ARTICLE ::
>> begin

Remaining on the same theme as the previous story – the 6200BC event and its aftermath, we have a nice piece of Chinese research. The 8.2 ka year event is described as an important watershed in human history as it involved widespread changes in sea level around the continental shelf systems of the world. What happened in China?
At https://phys.org/news/2025-12-ka-event-triggered-social-destruction.html … Dr Yuchen Tan and colleagues examined the consequences of the event on the North China Plain – at the point of the abrupt climatic change at 8.2 ka years ago. A settlement at Jiahu not only survived the actual event itself but demonstrated remarkable resilience to what was a dramatic shift to a colder and harsher environment. This, they say, shows that the event was not universally ‘catastrophic’ in nature. People continued to live at Jiahu, and in fact the population increased as people from surrounding settlements in northern China experienced declines and abandonment of their settlements. Why might this have been?

>> end

RAW RECORDS ::
>> begin

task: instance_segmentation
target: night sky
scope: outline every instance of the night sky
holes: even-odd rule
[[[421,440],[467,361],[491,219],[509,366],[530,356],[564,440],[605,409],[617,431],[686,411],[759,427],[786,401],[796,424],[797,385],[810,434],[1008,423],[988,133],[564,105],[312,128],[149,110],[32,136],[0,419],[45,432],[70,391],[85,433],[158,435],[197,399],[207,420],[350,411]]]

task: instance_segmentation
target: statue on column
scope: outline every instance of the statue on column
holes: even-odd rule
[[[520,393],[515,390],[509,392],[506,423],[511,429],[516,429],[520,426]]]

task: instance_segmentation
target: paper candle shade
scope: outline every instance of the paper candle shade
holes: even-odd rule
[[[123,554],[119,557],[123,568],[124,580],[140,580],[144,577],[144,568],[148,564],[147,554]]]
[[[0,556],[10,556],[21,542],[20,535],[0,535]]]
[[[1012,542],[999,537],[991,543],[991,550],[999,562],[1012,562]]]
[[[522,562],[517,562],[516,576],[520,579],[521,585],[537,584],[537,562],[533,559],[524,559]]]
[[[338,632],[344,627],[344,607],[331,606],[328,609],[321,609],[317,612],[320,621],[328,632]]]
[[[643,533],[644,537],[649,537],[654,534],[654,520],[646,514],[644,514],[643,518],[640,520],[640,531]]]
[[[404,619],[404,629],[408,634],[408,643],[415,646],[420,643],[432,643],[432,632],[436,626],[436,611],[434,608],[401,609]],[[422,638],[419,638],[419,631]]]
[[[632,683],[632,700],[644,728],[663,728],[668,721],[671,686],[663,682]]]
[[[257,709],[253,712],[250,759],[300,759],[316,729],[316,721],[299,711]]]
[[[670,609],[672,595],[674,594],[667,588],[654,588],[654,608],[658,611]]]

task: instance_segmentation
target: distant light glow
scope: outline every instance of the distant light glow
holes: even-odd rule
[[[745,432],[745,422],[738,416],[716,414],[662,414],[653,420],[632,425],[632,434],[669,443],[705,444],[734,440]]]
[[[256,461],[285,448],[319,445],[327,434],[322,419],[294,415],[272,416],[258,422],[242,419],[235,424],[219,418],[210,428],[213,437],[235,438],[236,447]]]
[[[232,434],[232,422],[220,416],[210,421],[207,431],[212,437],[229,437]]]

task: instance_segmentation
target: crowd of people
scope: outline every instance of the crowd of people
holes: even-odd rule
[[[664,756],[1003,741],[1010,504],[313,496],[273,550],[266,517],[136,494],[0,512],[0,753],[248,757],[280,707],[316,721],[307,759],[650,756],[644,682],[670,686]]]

>> end

Please go on with the piece about the 8.2 ka event at Jiahu, starting right after its final sentence and leaving the material aside.

EXERCISE OUTPUT ::
The event is marked in ice cores in Greenland as a temporary cooling event that lasted between 200 and 300 years. A sort of short version of the Younger Dryas event. The jiahu region is strewn with thousands of rivers and small water channels and the secret of its occupation at this time may simply have been the availability of water in what was an extreme climatic upheaval. Not only was there water but these rivers would have been rich in resources, such as fish and aquatic life in general. Hungry people made their way to the water rich environment just as in times of drought and hardship people made their way into the Nile valley and the delta system, from the Levant in the east and Libya in the west.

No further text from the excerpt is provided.